--- START OF DATA PROVIDED ---

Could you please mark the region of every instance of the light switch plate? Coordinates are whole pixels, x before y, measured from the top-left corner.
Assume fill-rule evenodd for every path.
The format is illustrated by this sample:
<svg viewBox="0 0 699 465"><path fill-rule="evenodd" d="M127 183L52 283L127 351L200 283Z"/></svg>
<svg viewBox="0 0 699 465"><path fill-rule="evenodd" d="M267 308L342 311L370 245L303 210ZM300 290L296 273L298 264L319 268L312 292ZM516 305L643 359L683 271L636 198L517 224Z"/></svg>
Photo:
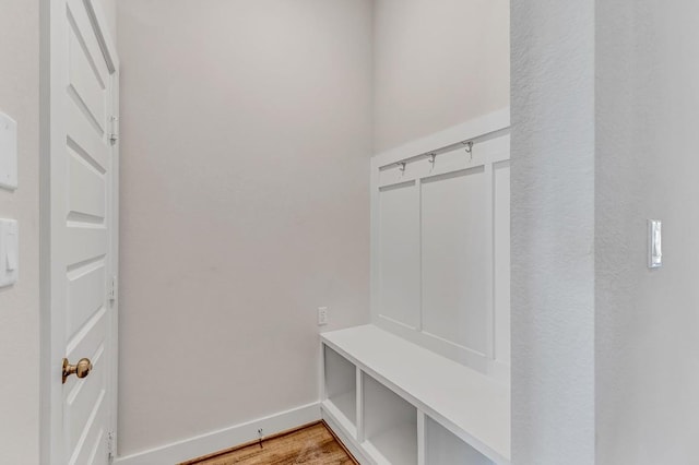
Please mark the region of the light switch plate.
<svg viewBox="0 0 699 465"><path fill-rule="evenodd" d="M663 223L657 219L648 220L648 267L663 266Z"/></svg>
<svg viewBox="0 0 699 465"><path fill-rule="evenodd" d="M20 276L20 234L17 222L0 219L0 287L12 286Z"/></svg>
<svg viewBox="0 0 699 465"><path fill-rule="evenodd" d="M0 112L0 188L17 188L17 123Z"/></svg>

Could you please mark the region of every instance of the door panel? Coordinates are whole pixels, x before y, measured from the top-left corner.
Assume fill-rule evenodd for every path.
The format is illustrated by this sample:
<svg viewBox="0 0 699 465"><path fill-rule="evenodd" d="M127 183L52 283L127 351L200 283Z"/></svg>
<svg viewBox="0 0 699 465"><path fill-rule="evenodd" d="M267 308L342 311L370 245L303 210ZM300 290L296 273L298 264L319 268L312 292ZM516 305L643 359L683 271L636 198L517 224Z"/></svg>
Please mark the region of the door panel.
<svg viewBox="0 0 699 465"><path fill-rule="evenodd" d="M52 90L63 132L51 153L51 315L62 329L61 356L71 363L88 358L92 371L83 379L70 375L60 388L60 457L51 461L102 465L109 463L110 373L116 362L116 309L109 286L116 274L110 116L117 74L105 58L92 0L57 1L64 7L62 37L52 46L61 56L62 68L56 74L63 81Z"/></svg>

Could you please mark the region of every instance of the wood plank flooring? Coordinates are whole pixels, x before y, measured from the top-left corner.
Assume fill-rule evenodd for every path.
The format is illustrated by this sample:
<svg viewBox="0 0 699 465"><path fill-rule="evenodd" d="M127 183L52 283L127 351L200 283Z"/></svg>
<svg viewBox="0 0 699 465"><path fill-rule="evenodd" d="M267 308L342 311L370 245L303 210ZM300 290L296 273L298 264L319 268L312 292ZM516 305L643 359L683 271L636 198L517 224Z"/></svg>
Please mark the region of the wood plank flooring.
<svg viewBox="0 0 699 465"><path fill-rule="evenodd" d="M358 465L319 421L301 429L279 434L259 443L249 443L228 451L186 462L180 465Z"/></svg>

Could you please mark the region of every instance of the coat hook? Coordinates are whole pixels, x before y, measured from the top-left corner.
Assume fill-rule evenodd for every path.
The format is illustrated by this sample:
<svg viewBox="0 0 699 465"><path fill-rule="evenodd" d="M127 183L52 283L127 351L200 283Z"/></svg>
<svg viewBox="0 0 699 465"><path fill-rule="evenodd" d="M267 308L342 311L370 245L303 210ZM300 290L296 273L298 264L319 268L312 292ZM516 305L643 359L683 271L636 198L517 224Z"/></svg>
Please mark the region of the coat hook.
<svg viewBox="0 0 699 465"><path fill-rule="evenodd" d="M473 141L462 142L466 146L466 153L471 156L471 160L473 160Z"/></svg>

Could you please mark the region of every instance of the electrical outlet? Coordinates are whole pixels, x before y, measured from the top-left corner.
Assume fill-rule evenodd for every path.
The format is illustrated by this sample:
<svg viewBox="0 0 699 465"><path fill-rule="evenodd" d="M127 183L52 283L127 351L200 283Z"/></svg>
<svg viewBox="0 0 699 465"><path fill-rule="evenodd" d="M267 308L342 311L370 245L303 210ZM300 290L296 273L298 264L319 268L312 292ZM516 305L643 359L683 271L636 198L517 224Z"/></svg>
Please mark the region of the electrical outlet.
<svg viewBox="0 0 699 465"><path fill-rule="evenodd" d="M318 307L318 325L324 326L328 324L328 307Z"/></svg>

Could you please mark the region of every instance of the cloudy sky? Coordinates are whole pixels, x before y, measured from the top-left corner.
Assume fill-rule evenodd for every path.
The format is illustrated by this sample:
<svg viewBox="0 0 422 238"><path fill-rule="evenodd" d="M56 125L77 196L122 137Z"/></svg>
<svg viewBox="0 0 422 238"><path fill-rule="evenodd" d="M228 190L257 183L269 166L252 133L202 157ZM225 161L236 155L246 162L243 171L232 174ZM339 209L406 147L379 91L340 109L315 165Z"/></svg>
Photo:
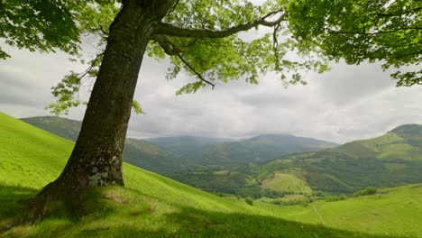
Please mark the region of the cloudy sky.
<svg viewBox="0 0 422 238"><path fill-rule="evenodd" d="M0 64L0 111L15 117L49 114L50 88L69 70L83 69L63 53L2 48L13 58ZM192 78L181 75L169 82L167 67L165 60L144 59L135 99L146 114L133 114L130 136L292 133L345 142L422 124L421 87L395 87L379 65L333 64L328 73L307 74L307 86L284 88L268 74L258 86L233 81L179 96L175 91ZM66 117L81 120L84 110L72 109Z"/></svg>

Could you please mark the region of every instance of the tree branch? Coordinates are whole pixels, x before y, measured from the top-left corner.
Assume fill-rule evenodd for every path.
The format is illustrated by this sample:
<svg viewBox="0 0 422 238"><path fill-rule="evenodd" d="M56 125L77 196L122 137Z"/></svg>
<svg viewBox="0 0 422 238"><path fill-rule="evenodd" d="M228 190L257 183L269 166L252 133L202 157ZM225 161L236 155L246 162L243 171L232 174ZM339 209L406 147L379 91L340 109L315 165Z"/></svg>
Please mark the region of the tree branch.
<svg viewBox="0 0 422 238"><path fill-rule="evenodd" d="M276 19L275 21L269 22L267 18L273 16L274 14L280 14L282 12L282 9L275 12L271 12L263 17L251 22L247 23L239 24L236 26L233 26L227 28L225 30L210 30L210 29L188 29L188 28L182 28L179 26L175 26L170 23L160 23L157 29L154 31L153 34L161 34L161 35L168 35L168 36L177 36L177 37L190 37L190 38L197 38L197 39L203 39L203 38L224 38L233 34L235 34L240 32L244 32L250 30L253 27L257 27L259 25L272 27L282 21L285 21L286 14L283 13L281 15Z"/></svg>

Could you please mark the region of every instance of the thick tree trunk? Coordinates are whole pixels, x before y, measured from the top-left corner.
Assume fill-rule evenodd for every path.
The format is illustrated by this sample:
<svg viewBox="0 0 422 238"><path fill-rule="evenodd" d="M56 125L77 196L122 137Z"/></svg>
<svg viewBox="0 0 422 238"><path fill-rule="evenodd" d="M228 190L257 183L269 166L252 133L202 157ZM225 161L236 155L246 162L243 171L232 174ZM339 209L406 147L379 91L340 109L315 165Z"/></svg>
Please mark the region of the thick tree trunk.
<svg viewBox="0 0 422 238"><path fill-rule="evenodd" d="M110 26L73 151L61 175L30 201L29 219L41 218L46 202L78 199L80 191L91 187L124 185L122 152L138 73L152 30L163 16L157 14L156 6L142 3L124 1Z"/></svg>

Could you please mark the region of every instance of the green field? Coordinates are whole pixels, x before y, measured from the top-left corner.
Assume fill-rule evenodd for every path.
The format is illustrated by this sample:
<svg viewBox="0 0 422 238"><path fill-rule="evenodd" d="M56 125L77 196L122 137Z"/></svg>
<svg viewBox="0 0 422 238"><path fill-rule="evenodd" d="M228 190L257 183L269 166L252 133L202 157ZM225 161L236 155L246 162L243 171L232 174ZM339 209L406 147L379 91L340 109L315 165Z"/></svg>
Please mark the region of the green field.
<svg viewBox="0 0 422 238"><path fill-rule="evenodd" d="M37 225L12 225L23 213L18 201L34 196L60 174L72 146L70 141L0 114L0 236L420 237L422 233L422 188L390 189L381 197L342 202L317 201L307 207L260 201L251 206L242 199L219 197L128 164L124 166L125 188L93 189L84 195L86 215L76 217L64 207Z"/></svg>
<svg viewBox="0 0 422 238"><path fill-rule="evenodd" d="M298 170L276 171L267 177L261 182L261 187L280 192L312 194L312 189L307 186L305 176Z"/></svg>

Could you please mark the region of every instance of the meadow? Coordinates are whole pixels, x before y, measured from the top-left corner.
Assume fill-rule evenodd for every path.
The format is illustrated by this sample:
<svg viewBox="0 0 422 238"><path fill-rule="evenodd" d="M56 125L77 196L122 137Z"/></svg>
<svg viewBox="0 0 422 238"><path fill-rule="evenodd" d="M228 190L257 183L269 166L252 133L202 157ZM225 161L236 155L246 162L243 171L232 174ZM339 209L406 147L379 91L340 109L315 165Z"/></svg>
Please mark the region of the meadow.
<svg viewBox="0 0 422 238"><path fill-rule="evenodd" d="M53 204L37 224L23 203L59 176L73 142L0 114L0 236L421 237L422 187L339 202L277 206L225 198L124 164L125 188L87 191L81 213Z"/></svg>

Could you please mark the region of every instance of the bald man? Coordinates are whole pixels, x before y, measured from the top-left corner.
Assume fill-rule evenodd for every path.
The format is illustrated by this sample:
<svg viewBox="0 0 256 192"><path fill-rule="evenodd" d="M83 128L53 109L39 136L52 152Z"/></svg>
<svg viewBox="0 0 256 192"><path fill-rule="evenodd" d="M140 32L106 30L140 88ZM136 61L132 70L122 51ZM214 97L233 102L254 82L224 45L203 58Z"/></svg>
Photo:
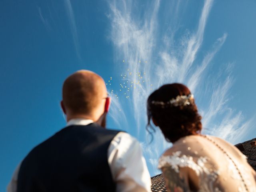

--- END OF DATA PROVIDED ---

* _DIRECTIONS_: Copy out the lines from the line with "the door panel?" to the line with "90L63 132L51 153L51", keeping them unchanged.

* _FINISHED TASK_:
Could you please mark the region of every instance of the door panel? Coordinates are whole pixels, x before y, measured from the top-left corner.
Assume fill-rule evenodd for every path.
The format is illustrated by this sample:
<svg viewBox="0 0 699 465"><path fill-rule="evenodd" d="M127 183L52 283L127 351L200 283Z"/></svg>
<svg viewBox="0 0 699 465"><path fill-rule="evenodd" d="M267 308L342 311L370 245L303 210ZM300 290L296 273L298 264L319 268L312 292ZM516 305L643 359L683 271L636 198L517 224Z"/></svg>
Please mark the region of the door panel.
<svg viewBox="0 0 699 465"><path fill-rule="evenodd" d="M52 90L63 132L51 153L51 315L62 329L61 356L71 363L88 358L92 371L83 379L70 375L60 388L60 457L51 461L102 465L109 463L110 373L116 362L116 309L109 286L116 274L110 116L117 74L105 58L92 0L57 1L64 7L62 37L52 46L61 56L62 68L56 74L63 81Z"/></svg>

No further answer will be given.